- [Description of the task]
Set down, please, exactly the lines below that run from the line with "[[134, 321], [114, 225]]" to the line with "[[187, 119]]", both lines included.

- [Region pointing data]
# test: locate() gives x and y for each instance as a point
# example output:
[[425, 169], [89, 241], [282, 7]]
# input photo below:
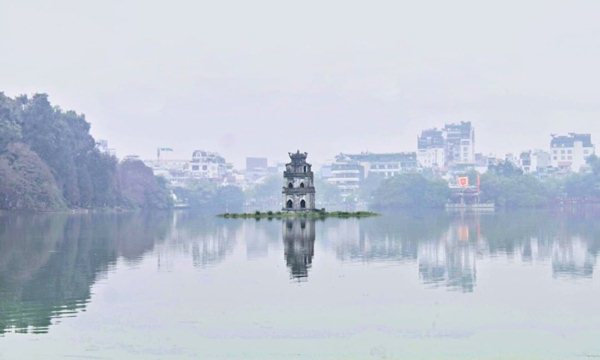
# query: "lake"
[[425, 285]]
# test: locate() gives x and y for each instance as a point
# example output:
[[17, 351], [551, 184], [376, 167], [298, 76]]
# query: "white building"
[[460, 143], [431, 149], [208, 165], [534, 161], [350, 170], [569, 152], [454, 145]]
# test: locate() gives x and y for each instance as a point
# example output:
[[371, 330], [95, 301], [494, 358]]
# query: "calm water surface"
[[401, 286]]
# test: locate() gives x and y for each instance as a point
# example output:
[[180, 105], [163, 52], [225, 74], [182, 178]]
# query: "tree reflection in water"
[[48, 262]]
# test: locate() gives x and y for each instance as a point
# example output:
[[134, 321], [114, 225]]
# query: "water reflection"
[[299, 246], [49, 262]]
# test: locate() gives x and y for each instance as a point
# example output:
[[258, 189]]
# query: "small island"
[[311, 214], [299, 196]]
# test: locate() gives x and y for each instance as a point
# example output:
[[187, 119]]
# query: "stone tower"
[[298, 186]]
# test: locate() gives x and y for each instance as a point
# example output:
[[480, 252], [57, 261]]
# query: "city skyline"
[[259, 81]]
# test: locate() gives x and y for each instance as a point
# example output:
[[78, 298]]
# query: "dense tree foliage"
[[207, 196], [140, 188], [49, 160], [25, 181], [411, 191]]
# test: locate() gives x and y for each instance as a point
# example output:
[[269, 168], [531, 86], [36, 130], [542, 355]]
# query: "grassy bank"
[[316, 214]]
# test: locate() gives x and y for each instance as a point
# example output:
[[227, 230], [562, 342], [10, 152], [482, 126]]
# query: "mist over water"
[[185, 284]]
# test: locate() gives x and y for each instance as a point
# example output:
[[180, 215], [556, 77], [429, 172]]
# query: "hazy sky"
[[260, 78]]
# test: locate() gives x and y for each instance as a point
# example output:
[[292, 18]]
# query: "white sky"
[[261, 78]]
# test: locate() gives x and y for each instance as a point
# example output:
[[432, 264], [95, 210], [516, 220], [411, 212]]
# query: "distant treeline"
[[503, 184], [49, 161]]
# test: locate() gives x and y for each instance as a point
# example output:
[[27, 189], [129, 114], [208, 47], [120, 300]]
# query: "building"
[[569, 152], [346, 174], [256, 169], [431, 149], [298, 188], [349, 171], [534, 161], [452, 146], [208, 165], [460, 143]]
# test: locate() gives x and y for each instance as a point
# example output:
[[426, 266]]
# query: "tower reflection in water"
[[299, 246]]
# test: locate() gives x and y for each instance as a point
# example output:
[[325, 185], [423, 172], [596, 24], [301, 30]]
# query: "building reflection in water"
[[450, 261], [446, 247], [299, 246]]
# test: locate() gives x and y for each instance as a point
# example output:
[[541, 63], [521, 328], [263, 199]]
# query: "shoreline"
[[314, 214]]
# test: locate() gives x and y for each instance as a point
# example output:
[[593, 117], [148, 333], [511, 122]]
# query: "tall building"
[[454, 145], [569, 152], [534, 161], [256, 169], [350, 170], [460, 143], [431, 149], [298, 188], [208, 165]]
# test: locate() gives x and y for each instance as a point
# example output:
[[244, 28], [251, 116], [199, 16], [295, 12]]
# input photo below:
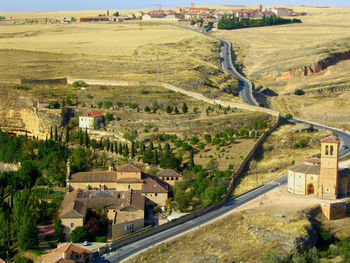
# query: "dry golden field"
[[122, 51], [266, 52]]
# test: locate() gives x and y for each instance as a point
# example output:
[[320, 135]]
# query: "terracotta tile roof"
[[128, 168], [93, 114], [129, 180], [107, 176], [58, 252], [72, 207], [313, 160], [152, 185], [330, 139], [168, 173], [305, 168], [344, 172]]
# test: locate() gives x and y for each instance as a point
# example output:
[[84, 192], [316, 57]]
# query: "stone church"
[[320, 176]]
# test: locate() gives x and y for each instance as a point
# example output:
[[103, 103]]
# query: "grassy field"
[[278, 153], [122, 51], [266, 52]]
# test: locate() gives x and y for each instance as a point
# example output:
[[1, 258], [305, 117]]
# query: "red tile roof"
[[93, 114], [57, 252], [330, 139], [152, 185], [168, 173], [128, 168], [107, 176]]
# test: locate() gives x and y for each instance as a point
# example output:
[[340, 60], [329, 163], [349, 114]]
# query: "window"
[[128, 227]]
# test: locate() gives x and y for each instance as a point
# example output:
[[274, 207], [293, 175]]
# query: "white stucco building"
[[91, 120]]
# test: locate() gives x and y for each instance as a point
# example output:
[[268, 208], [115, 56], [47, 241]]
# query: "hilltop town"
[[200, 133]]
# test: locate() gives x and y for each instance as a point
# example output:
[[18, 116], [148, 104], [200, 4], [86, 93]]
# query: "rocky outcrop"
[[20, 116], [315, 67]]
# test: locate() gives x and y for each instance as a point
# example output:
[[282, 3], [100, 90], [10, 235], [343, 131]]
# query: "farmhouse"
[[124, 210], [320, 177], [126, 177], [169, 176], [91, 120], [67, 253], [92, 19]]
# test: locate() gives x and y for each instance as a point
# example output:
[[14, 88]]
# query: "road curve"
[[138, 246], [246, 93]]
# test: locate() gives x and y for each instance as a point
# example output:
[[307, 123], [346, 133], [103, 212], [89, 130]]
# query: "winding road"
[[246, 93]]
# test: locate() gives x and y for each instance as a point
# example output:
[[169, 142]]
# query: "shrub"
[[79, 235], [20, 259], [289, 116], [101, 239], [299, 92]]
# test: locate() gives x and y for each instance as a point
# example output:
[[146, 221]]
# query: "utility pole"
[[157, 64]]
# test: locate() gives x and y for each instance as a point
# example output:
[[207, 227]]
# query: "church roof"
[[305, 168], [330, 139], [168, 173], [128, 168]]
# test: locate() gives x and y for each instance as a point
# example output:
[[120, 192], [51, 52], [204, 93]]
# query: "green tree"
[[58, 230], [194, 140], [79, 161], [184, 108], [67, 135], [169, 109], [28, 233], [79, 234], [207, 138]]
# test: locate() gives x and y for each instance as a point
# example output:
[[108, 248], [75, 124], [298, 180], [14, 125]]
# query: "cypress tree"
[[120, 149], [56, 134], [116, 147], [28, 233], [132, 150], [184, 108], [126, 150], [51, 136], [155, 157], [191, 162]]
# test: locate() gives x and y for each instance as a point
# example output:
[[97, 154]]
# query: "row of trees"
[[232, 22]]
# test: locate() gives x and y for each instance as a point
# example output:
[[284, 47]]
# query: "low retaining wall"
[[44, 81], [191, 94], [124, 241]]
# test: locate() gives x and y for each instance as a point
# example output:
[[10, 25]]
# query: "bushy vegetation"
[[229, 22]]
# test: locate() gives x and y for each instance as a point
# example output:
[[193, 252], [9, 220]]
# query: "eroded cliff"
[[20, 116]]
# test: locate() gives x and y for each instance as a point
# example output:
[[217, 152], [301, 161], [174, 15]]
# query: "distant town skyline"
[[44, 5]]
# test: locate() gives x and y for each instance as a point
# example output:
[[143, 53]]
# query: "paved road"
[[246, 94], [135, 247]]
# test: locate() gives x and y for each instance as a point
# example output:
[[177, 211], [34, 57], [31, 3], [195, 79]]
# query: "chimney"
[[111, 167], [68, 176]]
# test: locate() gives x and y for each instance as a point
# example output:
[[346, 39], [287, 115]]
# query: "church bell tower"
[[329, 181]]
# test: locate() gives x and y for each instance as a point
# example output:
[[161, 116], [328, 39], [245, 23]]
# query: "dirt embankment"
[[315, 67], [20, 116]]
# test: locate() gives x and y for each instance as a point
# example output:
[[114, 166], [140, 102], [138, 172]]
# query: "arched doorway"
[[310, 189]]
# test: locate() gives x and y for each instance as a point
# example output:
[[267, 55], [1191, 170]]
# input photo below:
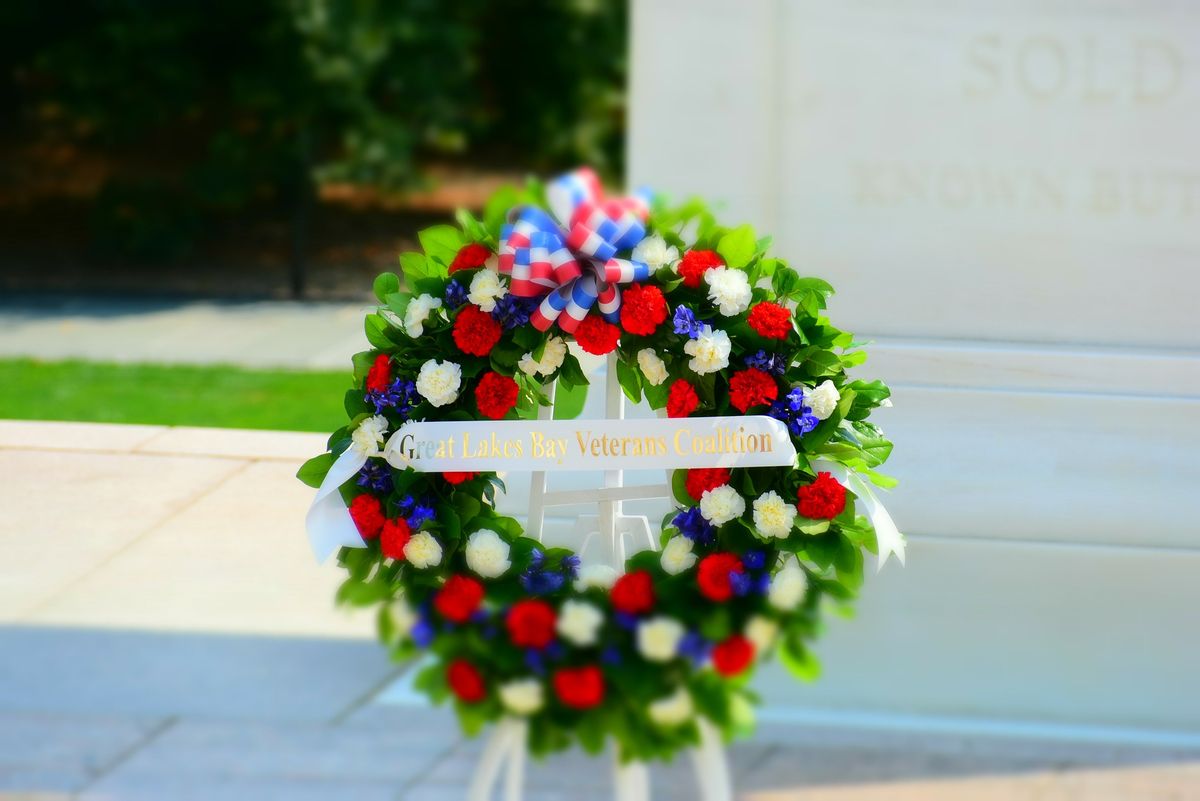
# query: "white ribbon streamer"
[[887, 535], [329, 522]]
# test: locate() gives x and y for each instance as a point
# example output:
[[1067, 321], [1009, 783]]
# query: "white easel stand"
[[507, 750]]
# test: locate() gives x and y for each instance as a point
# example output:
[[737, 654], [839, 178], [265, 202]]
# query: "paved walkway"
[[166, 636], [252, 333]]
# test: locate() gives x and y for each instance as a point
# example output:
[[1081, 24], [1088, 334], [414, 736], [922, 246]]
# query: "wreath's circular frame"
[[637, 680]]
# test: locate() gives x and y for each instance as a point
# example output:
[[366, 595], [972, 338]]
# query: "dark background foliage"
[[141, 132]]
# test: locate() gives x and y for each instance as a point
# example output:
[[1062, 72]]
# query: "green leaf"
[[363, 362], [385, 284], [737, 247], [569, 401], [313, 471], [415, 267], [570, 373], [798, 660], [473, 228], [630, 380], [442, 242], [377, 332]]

- [Solution]
[[134, 321], [114, 225]]
# query: "water reflection"
[[299, 246], [49, 262]]
# test: locate() gives x and y for each instance as a point
# example output:
[[258, 189]]
# query: "small island"
[[311, 214], [299, 196]]
# test: locate() gives x and y for each instance as a point
# example output:
[[187, 119]]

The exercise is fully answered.